:: YOUR ASSIGNMENT ::
Your task is to repeat the entries below exactly and to leave their images out.

:: INFORMATION GIVEN ::
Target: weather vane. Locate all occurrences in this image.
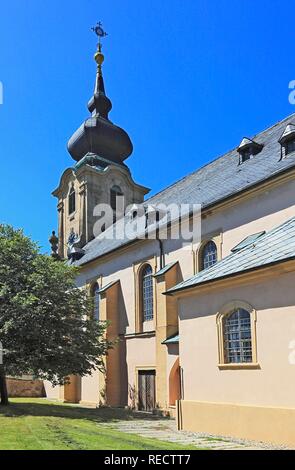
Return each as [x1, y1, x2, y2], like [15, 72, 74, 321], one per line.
[91, 22, 108, 46]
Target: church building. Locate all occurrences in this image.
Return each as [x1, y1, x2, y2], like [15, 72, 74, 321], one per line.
[46, 28, 295, 447]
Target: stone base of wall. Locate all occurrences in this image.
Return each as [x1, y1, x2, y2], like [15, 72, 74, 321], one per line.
[168, 406, 177, 418]
[7, 378, 46, 398]
[176, 400, 295, 448]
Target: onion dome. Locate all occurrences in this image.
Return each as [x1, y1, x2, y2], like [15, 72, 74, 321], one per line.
[67, 31, 133, 164]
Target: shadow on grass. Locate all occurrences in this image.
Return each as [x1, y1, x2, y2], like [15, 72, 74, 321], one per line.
[0, 399, 169, 424]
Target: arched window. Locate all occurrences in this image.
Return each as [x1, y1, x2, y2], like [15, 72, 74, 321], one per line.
[141, 264, 153, 322]
[223, 308, 252, 363]
[91, 282, 100, 321]
[110, 185, 123, 222]
[201, 240, 217, 270]
[68, 186, 76, 215]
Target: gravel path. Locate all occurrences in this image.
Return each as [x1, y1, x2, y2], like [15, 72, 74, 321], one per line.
[100, 416, 288, 450]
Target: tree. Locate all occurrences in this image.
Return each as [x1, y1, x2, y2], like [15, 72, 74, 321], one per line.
[0, 225, 110, 405]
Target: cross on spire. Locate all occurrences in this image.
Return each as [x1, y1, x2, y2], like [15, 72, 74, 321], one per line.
[91, 22, 108, 46]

:: SOLUTION TO THIS PROBLEM ::
Target: weather vane. Locate all occurrences in this image.
Return each as [x1, y1, x2, y2], like [15, 72, 74, 321], one per line.
[91, 22, 108, 46]
Target: church building. Locate all occurrences in this image.
Return each as [x1, y1, x2, y2], like [15, 72, 74, 321], one per line.
[46, 28, 295, 447]
Target: stone base of wall. Locate all occurrences in this image.
Return each as [x1, y1, x2, y2], like [15, 72, 74, 321], one per line.
[168, 406, 177, 418]
[7, 378, 46, 398]
[176, 400, 295, 448]
Target: onion dome. Locate all occurrences in this image.
Return each as [x1, y1, x2, y2], like [15, 72, 74, 321], one per line.
[67, 31, 133, 164]
Target: shadow on grass. Locate all occurrences in this image.
Return each as [x1, y1, x2, y2], like [15, 72, 74, 321], one per line.
[0, 399, 169, 424]
Target: arched window. Locate all occurrences in this image.
Return each as [x1, y1, x2, y2], like [15, 72, 74, 321], one per line.
[141, 264, 153, 322]
[223, 308, 252, 363]
[91, 282, 100, 321]
[110, 185, 123, 222]
[201, 240, 217, 270]
[68, 186, 76, 215]
Target: gravel path. Locate all occurrences in this image.
Return each as [x1, y1, x2, y2], like [15, 72, 74, 321], one per line.
[100, 416, 288, 450]
Target: tree. Locate all occurrences in this image.
Return each as [x1, y1, x2, y2], like [15, 72, 74, 321], one per line.
[0, 225, 110, 405]
Target: cross on spire. Locate all occurrences in this image.
Return each as [x1, y1, x2, y2], like [15, 72, 74, 321], one per line.
[91, 22, 108, 46]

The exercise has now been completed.